#### [Data records]
========
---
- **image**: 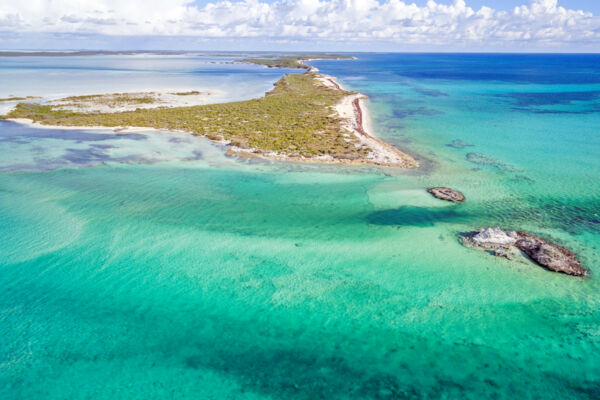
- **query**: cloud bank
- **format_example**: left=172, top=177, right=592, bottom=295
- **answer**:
left=0, top=0, right=600, bottom=48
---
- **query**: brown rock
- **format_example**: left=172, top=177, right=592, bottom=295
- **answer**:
left=462, top=228, right=588, bottom=276
left=427, top=186, right=465, bottom=203
left=515, top=232, right=588, bottom=276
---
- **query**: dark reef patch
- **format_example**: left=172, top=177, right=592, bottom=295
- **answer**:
left=392, top=107, right=443, bottom=119
left=366, top=206, right=469, bottom=226
left=446, top=139, right=475, bottom=149
left=465, top=153, right=519, bottom=172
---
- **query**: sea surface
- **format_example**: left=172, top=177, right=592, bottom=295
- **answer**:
left=0, top=54, right=600, bottom=400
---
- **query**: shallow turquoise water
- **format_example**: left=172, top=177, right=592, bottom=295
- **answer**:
left=0, top=55, right=600, bottom=399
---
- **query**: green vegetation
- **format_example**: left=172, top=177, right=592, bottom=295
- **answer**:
left=5, top=72, right=369, bottom=159
left=241, top=53, right=352, bottom=69
left=60, top=93, right=156, bottom=107
left=0, top=96, right=39, bottom=103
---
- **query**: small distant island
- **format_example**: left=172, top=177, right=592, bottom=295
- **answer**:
left=2, top=54, right=418, bottom=168
left=240, top=54, right=354, bottom=72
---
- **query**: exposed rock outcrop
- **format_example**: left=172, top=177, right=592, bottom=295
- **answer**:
left=462, top=228, right=588, bottom=276
left=427, top=186, right=465, bottom=203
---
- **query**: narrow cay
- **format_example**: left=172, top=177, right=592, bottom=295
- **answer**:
left=4, top=72, right=418, bottom=168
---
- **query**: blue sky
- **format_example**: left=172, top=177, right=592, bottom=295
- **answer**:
left=0, top=0, right=600, bottom=52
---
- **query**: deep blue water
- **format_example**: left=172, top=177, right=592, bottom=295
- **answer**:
left=0, top=54, right=600, bottom=400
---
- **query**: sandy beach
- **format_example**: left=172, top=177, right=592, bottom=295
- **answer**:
left=8, top=73, right=418, bottom=168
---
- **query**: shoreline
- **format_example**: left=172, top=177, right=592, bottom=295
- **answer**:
left=317, top=74, right=419, bottom=168
left=5, top=72, right=419, bottom=168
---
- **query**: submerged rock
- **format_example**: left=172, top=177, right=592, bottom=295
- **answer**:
left=515, top=232, right=587, bottom=276
left=462, top=228, right=588, bottom=276
left=427, top=186, right=465, bottom=203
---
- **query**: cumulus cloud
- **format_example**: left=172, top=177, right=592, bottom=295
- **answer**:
left=0, top=0, right=600, bottom=45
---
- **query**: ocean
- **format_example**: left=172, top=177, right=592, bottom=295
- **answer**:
left=0, top=54, right=600, bottom=400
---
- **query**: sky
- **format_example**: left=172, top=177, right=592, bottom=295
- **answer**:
left=0, top=0, right=600, bottom=52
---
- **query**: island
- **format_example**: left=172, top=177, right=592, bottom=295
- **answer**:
left=2, top=55, right=418, bottom=168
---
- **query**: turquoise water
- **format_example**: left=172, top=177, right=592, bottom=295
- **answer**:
left=0, top=55, right=600, bottom=399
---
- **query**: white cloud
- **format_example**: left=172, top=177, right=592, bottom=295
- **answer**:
========
#### [Direction]
Can you copy the listing above word for word, leaving out the pictures?

#### [Result for this task]
---
- **image**: 
- **query**: cloud bank
- **format_example**: left=172, top=177, right=592, bottom=295
- **answer**:
left=0, top=0, right=600, bottom=48
---
- **query**: brown rock
- **format_example**: left=172, top=177, right=592, bottom=295
- **answer**:
left=462, top=228, right=588, bottom=276
left=427, top=186, right=465, bottom=203
left=515, top=232, right=588, bottom=276
---
- **query**: dark reef patch
- **format_example**: left=172, top=177, right=592, bottom=295
- **answer**:
left=392, top=107, right=443, bottom=119
left=366, top=206, right=469, bottom=226
left=446, top=139, right=475, bottom=149
left=465, top=153, right=519, bottom=172
---
- **query**: sea surface
- **format_example**: left=172, top=177, right=592, bottom=295
- **answer**:
left=0, top=54, right=600, bottom=400
---
- **query**: shallow turquoise water
- **format_example**: left=172, top=177, right=592, bottom=295
- **answer**:
left=0, top=55, right=600, bottom=399
---
- **query**: green vegetation
- **format_example**: left=172, top=177, right=592, bottom=295
- **answer**:
left=5, top=72, right=369, bottom=159
left=241, top=53, right=352, bottom=69
left=60, top=93, right=156, bottom=107
left=0, top=96, right=39, bottom=103
---
- **query**: small distant island
- **format_example**: left=172, top=177, right=592, bottom=295
- **answer**:
left=2, top=54, right=418, bottom=168
left=240, top=54, right=354, bottom=72
---
- **query**: exposed rock outcrop
- **format_example**: left=172, top=177, right=592, bottom=295
- **answer**:
left=462, top=228, right=588, bottom=276
left=427, top=186, right=465, bottom=203
---
- **query**: narrow cay
- **format_example**: left=172, top=177, right=592, bottom=295
- **answer**:
left=4, top=72, right=418, bottom=168
---
- **query**: blue sky
- **format_example**: left=172, top=177, right=592, bottom=295
- **answer**:
left=0, top=0, right=600, bottom=52
---
- **query**: deep blue water
- **format_example**: left=172, top=177, right=592, bottom=295
- **answer**:
left=0, top=54, right=600, bottom=400
---
- **query**: sandy beach
- **format_example**: left=172, top=177, right=592, bottom=295
- **answer**:
left=8, top=73, right=418, bottom=168
---
- **query**: shoreline
- **format_example**: left=172, top=177, right=592, bottom=295
- **answer**:
left=317, top=74, right=419, bottom=168
left=5, top=72, right=419, bottom=168
---
- **query**: submerged rock
- **format_example**: left=172, top=177, right=592, bottom=295
- **answer**:
left=515, top=232, right=587, bottom=276
left=462, top=228, right=588, bottom=276
left=427, top=186, right=465, bottom=203
---
- **query**: cumulus cloud
- **format_example**: left=172, top=177, right=592, bottom=295
- **answer**:
left=0, top=0, right=600, bottom=45
---
- **query**: ocean
- **format_example**: left=172, top=177, right=592, bottom=295
- **answer**:
left=0, top=54, right=600, bottom=400
---
- **query**: sky
- **format_example**: left=172, top=177, right=592, bottom=295
- **answer**:
left=0, top=0, right=600, bottom=52
---
- **query**: island
- **format_example**: left=172, top=177, right=592, bottom=295
- **answer**:
left=2, top=55, right=418, bottom=168
---
- **query**: turquoise water
- **format_example**: left=172, top=177, right=592, bottom=295
- **answer**:
left=0, top=55, right=600, bottom=399
---
- **query**: white cloud
- **format_example**: left=172, top=177, right=592, bottom=295
- **answer**:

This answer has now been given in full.